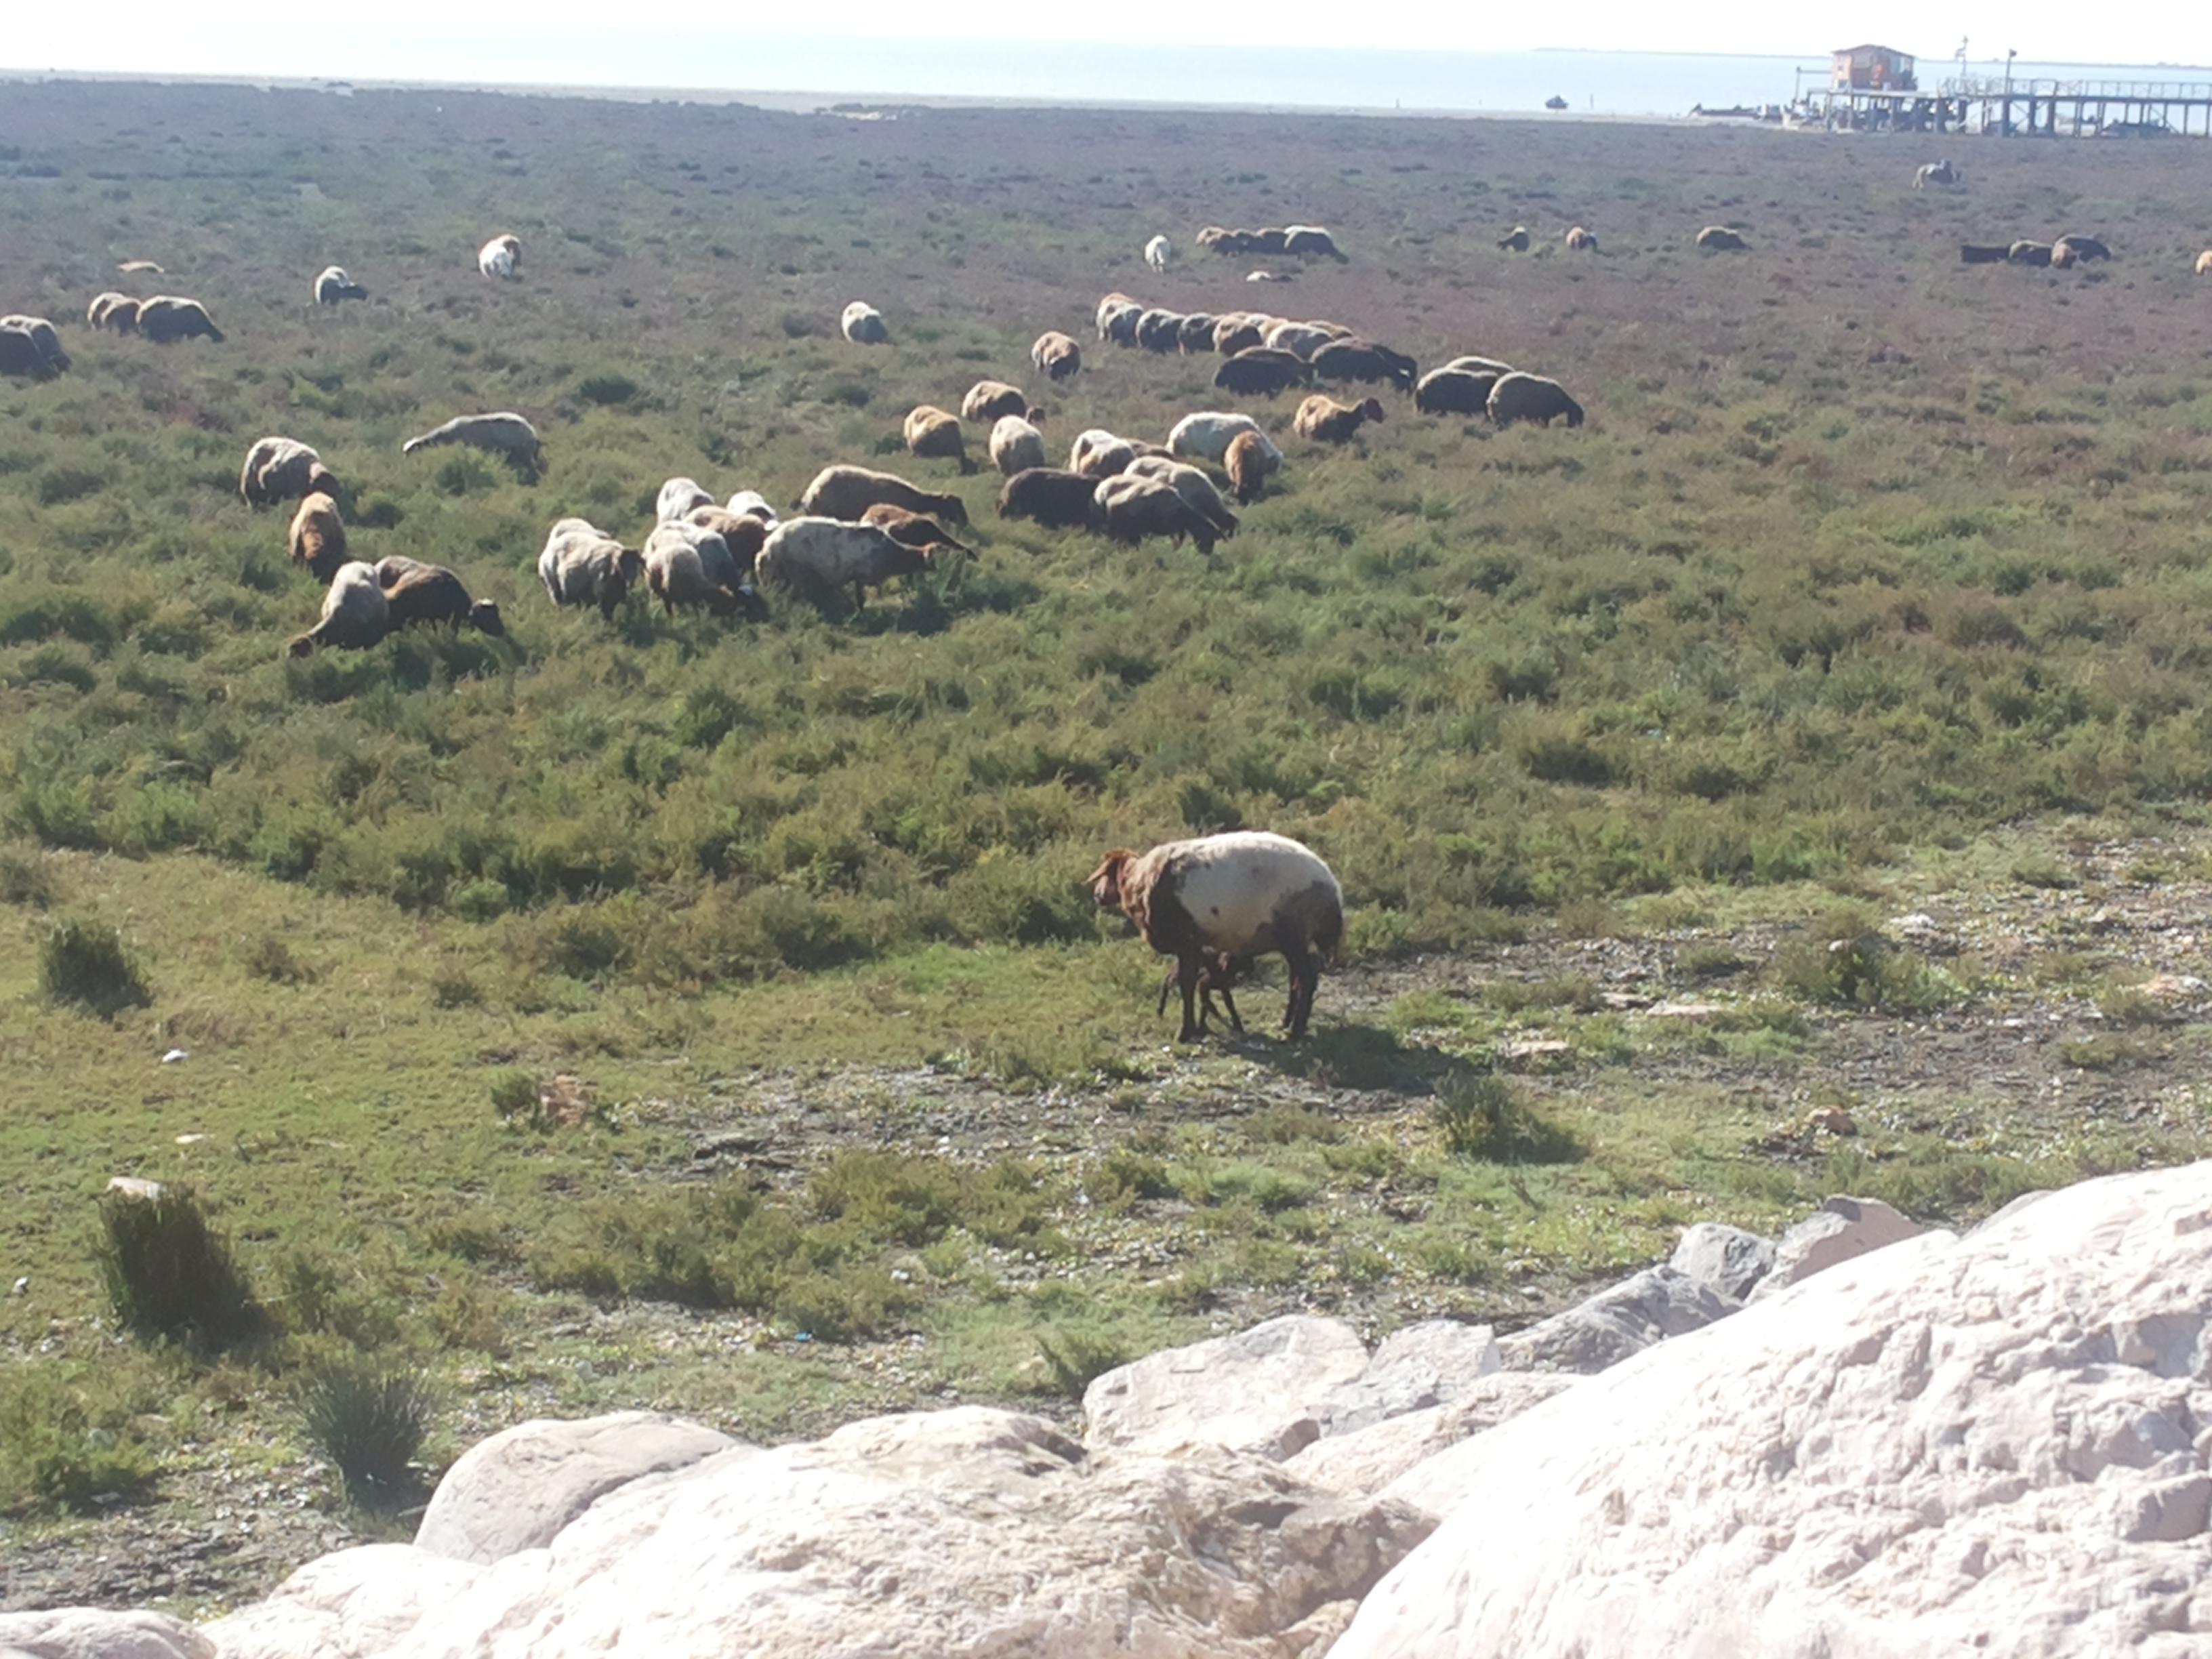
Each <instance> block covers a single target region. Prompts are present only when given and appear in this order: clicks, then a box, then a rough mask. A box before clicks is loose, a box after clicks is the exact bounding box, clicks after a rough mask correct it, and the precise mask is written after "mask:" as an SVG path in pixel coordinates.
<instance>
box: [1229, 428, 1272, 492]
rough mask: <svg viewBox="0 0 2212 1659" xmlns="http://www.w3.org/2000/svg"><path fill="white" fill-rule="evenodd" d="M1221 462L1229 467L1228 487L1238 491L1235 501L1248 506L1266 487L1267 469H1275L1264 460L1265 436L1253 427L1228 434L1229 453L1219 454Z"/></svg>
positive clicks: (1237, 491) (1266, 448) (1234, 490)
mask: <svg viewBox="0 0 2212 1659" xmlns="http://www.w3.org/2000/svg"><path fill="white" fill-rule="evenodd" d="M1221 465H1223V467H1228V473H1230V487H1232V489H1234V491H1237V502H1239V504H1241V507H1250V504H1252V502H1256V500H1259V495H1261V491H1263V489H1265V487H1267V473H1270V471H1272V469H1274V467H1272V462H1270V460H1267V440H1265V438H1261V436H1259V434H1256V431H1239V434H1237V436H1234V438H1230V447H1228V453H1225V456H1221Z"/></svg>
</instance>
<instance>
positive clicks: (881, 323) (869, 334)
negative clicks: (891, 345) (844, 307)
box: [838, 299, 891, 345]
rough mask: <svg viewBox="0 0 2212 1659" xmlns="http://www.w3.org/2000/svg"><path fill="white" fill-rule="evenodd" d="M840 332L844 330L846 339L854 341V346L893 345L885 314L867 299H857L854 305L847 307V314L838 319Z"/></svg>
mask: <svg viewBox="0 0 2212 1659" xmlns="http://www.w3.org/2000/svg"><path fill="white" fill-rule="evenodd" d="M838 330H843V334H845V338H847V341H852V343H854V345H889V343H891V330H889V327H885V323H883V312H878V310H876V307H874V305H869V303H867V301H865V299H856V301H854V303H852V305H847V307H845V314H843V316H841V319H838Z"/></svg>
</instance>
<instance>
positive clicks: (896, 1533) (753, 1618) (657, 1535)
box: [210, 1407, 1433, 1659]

━━━━━━━━━━

**Exercise directions**
Set down only the line containing "positive clicks: (881, 323) (869, 334)" and the lines after it through the end, exactly as they appear above.

**Written response**
positive clicks: (881, 323) (869, 334)
negative clicks: (891, 345) (844, 307)
box: [838, 299, 891, 345]
rough mask: <svg viewBox="0 0 2212 1659" xmlns="http://www.w3.org/2000/svg"><path fill="white" fill-rule="evenodd" d="M840 332L844 330L846 339L854 341V346L893 345L885 314L867 299H857L854 305L847 307V314L838 319Z"/></svg>
mask: <svg viewBox="0 0 2212 1659" xmlns="http://www.w3.org/2000/svg"><path fill="white" fill-rule="evenodd" d="M838 330H843V334H845V338H847V341H852V343H854V345H889V343H891V330H889V327H885V323H883V312H878V310H876V307H874V305H869V303H867V301H865V299H856V301H854V303H852V305H847V307H845V314H843V316H841V319H838Z"/></svg>
</instance>
<instance>
positive clicks: (896, 1533) (753, 1618) (657, 1535)
box: [210, 1407, 1433, 1659]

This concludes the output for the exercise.